Task instructions:
Your task is to find every line of the listing that includes "white" and copy it.

************

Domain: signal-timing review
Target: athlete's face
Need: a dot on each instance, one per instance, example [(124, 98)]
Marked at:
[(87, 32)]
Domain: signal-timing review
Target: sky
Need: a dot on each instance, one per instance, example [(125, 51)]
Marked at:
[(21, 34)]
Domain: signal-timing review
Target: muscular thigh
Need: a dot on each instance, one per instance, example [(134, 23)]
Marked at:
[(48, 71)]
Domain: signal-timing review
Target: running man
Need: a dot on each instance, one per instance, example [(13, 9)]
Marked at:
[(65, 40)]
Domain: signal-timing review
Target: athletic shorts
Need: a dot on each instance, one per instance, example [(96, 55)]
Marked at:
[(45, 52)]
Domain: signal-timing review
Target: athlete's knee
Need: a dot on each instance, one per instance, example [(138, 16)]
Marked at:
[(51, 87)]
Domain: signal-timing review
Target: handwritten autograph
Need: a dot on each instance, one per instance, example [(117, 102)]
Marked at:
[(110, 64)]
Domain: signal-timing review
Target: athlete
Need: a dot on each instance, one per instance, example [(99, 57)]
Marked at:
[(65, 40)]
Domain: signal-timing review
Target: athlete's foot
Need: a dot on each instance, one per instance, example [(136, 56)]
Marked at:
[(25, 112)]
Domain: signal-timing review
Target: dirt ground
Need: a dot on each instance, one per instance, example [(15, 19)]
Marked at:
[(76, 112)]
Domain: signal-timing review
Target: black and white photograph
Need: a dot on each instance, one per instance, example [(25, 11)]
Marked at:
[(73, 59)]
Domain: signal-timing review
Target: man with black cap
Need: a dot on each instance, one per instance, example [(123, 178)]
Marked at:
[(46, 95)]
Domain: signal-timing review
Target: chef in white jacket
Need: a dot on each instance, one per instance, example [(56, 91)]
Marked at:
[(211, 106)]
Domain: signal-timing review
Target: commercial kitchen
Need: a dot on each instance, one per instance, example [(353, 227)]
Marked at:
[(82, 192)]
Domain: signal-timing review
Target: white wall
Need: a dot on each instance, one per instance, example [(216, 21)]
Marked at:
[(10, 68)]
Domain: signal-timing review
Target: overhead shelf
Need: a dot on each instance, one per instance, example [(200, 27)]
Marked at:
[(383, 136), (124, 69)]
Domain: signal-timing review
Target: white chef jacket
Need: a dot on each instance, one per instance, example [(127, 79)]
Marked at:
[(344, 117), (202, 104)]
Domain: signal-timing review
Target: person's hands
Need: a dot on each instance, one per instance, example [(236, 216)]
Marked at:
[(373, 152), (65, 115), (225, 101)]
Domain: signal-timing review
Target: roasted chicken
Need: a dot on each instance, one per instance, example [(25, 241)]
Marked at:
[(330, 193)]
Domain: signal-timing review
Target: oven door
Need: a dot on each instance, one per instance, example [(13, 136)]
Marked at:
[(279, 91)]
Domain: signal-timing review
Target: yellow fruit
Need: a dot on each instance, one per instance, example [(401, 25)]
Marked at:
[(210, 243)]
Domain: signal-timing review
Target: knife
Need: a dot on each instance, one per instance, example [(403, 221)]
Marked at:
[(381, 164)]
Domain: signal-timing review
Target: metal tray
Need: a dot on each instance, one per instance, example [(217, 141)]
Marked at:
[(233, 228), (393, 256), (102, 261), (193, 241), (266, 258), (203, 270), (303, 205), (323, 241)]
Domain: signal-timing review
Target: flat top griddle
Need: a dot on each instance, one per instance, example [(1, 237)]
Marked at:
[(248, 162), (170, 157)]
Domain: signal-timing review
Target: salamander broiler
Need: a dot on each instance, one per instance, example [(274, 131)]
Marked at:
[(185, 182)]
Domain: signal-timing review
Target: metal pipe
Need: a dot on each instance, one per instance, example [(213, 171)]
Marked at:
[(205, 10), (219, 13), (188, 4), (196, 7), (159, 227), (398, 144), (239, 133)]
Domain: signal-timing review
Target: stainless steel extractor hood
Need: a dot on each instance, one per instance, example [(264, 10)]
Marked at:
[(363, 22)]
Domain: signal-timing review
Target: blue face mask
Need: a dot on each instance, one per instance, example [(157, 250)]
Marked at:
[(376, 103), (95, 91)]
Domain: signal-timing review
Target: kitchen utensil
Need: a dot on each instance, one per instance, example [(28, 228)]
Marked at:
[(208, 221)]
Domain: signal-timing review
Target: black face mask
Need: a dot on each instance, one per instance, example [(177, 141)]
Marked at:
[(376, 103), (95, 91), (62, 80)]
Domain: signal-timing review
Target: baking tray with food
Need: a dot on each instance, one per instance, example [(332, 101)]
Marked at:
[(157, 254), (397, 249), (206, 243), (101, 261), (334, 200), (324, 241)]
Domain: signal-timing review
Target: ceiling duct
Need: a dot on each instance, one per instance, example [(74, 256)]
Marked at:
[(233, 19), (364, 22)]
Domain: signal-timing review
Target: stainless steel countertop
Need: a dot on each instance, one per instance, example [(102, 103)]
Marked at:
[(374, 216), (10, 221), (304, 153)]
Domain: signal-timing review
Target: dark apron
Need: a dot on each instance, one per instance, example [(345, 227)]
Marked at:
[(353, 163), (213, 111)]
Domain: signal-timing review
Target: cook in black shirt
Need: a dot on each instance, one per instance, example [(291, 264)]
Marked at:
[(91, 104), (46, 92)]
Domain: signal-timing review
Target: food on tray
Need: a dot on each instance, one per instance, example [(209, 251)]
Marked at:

************

Answer to this exercise:
Target: black and white photograph
Target: chef in white jacket
Target: white wall
Target: white chef jacket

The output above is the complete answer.